**REQUEST 1:** In the communication styles thread below, how many questions long does Murnando say the test was?
**REQUEST 2:** Please write out the part of the communication styles thread that opens with the words containing "It was okay, but" and closes with "side of things.".

# Communication Styles



## L (Aug 12, 2011)

> Noble Score: 2
> 
> Socratic Score: 4
> 
> ...


Sounds pretty accurate.

What will you get?

As always with my temperament inquiries please list both your Enneagram type (tritype if known) and your Myers-Briggs Type.

Now please discuss:happy:

EDIT: wow...forgot to list my types lmao
MBT: INTP, fairly ambiverted.
Ennea: 3w2 5w4 8w7.


----------



## NotedBook300 (Sep 24, 2011)

> *Your Noble Score is 4
> 
> Your Socratic Score is 0
> 
> ...


MBTI: ISTP
Ennea: 5w6, 3w2, 8w9

I answered "No" for most of them.


----------



## DoctorYikes (Nov 22, 2010)

Noble: 5
Socratic: 2
Reflective: 2

Hrm. Needs a bit of tact.


----------



## IdontCare (Jan 4, 2012)

Noble: 3
Socratic: 1
Reflective: 5


----------



## Murnando (Dec 10, 2011)

Noble: 2
Socratic: 6
Reflective: 4

It was okay, but the test was quite simplistic and and badly designed. There was no middle ground option for an answer, it was either 100% yes or 100% no, and the test was only about 20 questions long, so I highly doubt it's accuracy. It's a nice idea though, there aren't many tests that focus purely on the sociological side of things.

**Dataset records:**
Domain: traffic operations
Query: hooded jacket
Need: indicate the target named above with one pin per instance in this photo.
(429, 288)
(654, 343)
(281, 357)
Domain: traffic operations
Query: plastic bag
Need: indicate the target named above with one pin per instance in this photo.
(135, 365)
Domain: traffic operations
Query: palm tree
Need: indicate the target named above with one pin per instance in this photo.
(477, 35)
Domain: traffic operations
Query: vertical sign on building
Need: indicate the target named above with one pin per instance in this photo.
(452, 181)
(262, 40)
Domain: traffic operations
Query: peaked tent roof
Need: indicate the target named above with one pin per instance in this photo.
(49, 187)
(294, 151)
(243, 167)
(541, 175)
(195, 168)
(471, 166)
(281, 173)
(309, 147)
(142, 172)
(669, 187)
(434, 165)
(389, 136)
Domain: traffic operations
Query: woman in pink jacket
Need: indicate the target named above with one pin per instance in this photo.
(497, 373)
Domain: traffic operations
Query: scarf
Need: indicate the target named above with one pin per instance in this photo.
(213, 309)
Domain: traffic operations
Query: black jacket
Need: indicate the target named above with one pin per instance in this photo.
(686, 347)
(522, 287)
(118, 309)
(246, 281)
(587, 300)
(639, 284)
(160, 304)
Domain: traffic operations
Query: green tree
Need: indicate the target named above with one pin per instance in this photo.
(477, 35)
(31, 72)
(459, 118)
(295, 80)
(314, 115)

**FULL SOLUTION 1:** About 20 questions.

**FULL SOLUTION 2:**
It was okay, but the test was quite simplistic and and badly designed. There was no middle ground option for an answer, it was either 100% yes or 100% no, and the test was only about 20 questions long, so I highly doubt it's accuracy. It's a nice idea though, there aren't many tests that focus purely on the sociological side of things.